[Start of RECORDS FOR PROCESSING]

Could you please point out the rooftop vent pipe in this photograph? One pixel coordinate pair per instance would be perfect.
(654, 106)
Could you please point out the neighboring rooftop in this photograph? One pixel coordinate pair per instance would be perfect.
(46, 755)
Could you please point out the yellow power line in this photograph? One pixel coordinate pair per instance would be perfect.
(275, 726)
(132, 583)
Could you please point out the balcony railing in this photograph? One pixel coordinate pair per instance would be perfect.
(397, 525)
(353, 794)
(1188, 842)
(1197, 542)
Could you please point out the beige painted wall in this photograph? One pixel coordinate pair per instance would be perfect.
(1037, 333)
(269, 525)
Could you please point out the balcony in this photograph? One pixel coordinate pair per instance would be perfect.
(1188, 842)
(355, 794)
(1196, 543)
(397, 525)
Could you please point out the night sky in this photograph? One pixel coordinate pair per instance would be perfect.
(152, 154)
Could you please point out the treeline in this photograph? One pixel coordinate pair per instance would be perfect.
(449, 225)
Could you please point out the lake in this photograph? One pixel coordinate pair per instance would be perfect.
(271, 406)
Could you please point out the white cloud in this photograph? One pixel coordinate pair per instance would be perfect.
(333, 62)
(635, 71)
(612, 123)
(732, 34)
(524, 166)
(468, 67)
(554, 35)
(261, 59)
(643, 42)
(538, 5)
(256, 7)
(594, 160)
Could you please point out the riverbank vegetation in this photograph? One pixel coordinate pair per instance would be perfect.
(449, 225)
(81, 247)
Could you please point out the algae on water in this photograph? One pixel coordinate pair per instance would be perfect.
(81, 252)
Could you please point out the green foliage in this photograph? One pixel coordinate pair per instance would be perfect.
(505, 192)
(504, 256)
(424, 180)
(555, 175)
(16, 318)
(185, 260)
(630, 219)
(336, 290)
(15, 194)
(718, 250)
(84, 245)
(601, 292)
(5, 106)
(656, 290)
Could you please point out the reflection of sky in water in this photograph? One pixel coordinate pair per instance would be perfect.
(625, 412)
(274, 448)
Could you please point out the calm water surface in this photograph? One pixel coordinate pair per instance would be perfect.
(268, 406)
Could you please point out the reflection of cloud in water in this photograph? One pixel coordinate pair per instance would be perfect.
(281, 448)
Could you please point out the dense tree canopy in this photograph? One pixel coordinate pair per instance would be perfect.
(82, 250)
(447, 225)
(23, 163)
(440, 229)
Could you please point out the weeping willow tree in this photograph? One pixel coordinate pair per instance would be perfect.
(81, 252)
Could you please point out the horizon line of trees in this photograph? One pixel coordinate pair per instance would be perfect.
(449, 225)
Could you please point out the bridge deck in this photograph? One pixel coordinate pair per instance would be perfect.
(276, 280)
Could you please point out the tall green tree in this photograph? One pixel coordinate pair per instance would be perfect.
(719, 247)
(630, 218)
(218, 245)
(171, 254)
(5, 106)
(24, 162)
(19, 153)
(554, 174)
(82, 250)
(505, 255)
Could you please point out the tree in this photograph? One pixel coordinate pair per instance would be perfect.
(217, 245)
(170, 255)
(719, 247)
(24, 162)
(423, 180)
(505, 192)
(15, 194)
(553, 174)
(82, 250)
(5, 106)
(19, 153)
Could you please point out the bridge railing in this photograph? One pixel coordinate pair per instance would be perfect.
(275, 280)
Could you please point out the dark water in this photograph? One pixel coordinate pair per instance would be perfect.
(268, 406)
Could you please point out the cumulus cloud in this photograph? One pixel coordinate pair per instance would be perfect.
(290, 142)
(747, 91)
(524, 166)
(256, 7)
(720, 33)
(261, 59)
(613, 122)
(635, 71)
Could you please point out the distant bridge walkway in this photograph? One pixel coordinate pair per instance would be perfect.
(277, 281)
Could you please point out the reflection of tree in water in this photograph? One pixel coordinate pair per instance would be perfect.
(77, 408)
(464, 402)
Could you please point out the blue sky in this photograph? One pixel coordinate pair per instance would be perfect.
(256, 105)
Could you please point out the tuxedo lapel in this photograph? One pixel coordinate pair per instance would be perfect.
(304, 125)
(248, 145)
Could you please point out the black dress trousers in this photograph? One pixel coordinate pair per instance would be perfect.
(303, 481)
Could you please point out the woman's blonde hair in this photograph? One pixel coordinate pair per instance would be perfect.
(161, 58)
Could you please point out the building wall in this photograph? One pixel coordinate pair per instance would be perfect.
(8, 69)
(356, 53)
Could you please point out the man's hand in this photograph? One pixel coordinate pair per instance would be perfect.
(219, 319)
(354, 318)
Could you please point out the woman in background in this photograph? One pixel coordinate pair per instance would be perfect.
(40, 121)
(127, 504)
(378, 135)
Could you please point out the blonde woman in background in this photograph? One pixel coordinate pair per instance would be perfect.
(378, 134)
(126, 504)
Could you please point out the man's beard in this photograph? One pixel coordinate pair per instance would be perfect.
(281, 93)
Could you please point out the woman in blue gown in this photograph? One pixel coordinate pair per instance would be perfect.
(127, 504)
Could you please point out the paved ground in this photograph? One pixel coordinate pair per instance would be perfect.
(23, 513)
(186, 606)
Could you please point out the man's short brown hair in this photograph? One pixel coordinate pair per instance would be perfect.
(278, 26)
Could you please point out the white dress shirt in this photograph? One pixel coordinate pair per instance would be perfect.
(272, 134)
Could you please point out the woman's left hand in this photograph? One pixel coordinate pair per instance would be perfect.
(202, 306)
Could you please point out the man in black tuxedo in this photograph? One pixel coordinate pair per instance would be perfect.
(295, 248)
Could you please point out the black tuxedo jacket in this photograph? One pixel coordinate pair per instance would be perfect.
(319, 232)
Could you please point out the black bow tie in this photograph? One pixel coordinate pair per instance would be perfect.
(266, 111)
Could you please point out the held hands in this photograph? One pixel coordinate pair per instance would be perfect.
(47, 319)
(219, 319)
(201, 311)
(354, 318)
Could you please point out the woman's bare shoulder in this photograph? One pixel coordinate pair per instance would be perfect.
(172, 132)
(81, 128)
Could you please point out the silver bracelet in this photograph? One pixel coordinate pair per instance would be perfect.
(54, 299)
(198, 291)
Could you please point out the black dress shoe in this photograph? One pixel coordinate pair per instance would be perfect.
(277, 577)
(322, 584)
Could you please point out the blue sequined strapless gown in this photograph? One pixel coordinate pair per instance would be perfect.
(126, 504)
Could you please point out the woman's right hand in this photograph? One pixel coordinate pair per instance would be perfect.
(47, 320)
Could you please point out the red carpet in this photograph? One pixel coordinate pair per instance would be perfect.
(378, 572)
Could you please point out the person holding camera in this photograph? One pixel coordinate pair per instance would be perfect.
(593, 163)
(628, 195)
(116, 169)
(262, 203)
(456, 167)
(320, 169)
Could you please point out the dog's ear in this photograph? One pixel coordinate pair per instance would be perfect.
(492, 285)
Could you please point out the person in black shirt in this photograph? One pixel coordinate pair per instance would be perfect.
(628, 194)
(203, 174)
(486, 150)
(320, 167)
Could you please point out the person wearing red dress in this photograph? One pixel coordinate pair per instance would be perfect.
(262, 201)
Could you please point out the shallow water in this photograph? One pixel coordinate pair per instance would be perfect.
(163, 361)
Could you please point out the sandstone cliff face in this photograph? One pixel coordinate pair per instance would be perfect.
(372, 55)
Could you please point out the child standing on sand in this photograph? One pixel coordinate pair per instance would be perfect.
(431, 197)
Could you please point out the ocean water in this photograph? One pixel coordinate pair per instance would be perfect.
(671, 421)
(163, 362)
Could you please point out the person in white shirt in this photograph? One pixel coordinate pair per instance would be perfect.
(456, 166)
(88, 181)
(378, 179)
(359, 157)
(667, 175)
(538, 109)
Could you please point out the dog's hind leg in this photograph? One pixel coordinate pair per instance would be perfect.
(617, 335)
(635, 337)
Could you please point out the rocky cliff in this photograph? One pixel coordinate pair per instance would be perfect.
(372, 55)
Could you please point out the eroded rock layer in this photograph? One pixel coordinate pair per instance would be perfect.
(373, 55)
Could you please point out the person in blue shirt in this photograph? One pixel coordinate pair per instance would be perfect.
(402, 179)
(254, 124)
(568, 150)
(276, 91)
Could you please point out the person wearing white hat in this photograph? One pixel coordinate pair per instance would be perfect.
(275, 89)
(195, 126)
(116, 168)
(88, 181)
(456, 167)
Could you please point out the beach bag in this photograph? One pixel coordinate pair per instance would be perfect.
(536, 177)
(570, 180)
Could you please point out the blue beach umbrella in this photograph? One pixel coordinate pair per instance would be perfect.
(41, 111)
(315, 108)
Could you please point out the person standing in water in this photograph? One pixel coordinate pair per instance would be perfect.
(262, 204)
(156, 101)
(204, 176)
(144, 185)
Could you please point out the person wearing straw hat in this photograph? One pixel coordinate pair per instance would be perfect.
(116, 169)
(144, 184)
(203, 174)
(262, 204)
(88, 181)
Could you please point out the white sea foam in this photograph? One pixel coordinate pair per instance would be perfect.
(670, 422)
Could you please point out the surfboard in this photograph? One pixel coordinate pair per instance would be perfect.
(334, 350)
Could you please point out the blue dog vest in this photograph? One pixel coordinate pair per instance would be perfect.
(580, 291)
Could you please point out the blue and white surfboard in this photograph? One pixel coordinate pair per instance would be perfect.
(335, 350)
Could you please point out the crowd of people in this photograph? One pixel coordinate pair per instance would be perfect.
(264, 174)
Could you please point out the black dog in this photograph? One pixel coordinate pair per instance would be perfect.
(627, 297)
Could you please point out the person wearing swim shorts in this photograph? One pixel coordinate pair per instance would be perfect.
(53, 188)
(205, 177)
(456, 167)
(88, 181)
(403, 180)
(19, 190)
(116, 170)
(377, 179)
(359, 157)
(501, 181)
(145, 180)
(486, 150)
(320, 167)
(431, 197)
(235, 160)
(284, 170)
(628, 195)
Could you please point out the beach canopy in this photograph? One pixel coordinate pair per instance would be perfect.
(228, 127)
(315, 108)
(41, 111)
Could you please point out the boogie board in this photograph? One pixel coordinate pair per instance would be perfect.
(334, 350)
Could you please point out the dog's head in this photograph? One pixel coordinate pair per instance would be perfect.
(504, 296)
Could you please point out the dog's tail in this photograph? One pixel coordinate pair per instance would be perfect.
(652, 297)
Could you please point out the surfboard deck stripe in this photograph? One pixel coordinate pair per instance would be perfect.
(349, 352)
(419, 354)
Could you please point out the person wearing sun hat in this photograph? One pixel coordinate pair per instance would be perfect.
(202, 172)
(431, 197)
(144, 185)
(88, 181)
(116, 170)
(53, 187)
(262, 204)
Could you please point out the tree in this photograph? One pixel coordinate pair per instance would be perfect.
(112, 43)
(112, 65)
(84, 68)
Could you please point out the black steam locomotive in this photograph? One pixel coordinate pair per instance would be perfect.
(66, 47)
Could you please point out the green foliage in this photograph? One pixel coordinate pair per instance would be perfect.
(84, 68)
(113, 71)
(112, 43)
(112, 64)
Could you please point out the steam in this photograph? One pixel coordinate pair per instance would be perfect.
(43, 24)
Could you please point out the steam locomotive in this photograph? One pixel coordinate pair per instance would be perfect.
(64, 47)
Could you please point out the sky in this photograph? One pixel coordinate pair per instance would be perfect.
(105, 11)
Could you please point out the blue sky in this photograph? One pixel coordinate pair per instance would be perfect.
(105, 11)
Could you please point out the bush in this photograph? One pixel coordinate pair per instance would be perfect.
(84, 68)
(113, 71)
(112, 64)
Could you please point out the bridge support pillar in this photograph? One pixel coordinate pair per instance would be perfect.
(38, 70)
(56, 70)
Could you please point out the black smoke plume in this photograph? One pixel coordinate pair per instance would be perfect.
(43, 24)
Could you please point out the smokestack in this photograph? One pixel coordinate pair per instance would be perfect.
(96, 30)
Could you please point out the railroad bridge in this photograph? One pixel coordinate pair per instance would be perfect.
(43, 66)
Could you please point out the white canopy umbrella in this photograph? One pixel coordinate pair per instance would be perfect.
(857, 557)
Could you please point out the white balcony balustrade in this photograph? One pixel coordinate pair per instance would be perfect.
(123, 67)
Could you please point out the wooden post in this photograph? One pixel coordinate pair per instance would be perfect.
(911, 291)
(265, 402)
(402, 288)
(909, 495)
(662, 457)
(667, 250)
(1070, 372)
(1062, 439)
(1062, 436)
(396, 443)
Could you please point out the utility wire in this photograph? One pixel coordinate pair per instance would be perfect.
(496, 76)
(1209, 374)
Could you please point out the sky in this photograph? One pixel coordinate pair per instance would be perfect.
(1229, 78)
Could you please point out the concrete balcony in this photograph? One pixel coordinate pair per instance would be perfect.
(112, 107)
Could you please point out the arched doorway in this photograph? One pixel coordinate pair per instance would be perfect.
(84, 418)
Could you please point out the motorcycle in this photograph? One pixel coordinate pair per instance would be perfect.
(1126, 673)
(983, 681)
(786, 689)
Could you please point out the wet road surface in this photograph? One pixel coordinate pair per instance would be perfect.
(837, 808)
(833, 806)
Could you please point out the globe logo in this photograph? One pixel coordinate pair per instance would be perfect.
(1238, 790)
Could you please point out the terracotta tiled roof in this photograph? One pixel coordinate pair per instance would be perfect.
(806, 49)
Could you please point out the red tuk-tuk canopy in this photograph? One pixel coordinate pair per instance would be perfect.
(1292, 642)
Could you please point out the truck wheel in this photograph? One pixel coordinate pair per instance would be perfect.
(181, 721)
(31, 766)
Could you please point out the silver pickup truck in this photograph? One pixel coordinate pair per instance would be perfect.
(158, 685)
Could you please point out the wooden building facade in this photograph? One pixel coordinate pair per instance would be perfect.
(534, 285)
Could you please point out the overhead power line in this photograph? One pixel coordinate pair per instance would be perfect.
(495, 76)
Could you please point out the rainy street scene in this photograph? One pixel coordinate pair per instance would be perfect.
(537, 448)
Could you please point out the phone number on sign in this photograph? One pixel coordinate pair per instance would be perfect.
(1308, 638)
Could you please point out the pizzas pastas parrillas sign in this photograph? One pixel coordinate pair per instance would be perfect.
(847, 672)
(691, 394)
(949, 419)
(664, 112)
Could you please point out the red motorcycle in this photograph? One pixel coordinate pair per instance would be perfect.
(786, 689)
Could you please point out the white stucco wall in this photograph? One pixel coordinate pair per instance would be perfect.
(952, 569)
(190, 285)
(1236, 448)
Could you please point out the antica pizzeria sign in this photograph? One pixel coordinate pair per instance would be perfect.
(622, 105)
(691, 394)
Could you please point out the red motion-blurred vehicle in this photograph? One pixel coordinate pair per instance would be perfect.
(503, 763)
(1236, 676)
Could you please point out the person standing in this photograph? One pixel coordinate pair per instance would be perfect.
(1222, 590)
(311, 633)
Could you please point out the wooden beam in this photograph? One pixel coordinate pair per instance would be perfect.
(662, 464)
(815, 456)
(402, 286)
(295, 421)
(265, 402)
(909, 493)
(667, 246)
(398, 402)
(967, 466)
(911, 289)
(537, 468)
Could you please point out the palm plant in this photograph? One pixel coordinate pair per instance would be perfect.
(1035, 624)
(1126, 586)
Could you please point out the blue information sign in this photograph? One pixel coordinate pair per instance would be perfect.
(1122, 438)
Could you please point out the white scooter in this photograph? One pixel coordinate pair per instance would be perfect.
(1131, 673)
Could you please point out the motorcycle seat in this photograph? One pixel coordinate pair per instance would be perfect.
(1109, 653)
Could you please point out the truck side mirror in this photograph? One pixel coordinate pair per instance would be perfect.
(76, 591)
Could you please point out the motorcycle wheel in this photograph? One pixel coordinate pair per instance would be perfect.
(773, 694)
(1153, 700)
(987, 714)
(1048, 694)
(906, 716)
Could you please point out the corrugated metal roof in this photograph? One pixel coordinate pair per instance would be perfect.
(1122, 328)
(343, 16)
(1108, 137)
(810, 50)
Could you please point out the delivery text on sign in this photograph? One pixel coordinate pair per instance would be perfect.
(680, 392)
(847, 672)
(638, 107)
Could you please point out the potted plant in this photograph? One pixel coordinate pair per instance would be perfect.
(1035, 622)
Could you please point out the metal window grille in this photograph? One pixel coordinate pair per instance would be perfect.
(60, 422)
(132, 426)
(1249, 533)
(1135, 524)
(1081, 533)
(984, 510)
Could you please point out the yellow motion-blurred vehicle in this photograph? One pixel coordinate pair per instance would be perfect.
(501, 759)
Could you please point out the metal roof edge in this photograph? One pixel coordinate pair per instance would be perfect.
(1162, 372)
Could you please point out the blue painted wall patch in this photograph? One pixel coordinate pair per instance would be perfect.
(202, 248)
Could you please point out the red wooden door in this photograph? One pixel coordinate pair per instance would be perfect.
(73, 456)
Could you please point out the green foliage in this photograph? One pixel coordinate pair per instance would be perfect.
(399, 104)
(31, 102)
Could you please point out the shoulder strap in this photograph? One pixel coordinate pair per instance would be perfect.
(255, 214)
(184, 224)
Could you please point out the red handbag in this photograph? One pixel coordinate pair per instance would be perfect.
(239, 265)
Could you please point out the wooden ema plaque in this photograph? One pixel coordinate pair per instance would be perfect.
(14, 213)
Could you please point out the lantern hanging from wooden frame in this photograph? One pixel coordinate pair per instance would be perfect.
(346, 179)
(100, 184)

[End of RECORDS FOR PROCESSING]

- **EXERCISE PROMPT**: Extract the closing run of lines, starting with the one containing "Could you please point out the blue painted" and ending at the last, exactly as written.

- **OUTPUT BELOW**:
Could you please point out the blue painted wall patch in this photograph? One pixel coordinate pair per instance would be perfect.
(202, 248)
Could you please point out the red wooden door in this photograph? One pixel coordinate pair per instance would be perfect.
(73, 456)
Could you please point out the green foliage in this photograph? One pixel coordinate pair per instance would be perfect.
(399, 104)
(31, 102)
Could you please point out the shoulder strap in this photograph? One pixel coordinate pair per instance would be perfect.
(255, 214)
(184, 224)
Could you please point out the red handbag in this photograph? One pixel coordinate pair per instance would be perfect.
(239, 265)
Could you please point out the wooden ema plaque in this photograph? One pixel coordinate pair per instance would be perfect.
(14, 213)
Could you please point out the lantern hanging from wooden frame in this photograph? One pixel coordinate pair per instance would be perfect.
(346, 179)
(100, 184)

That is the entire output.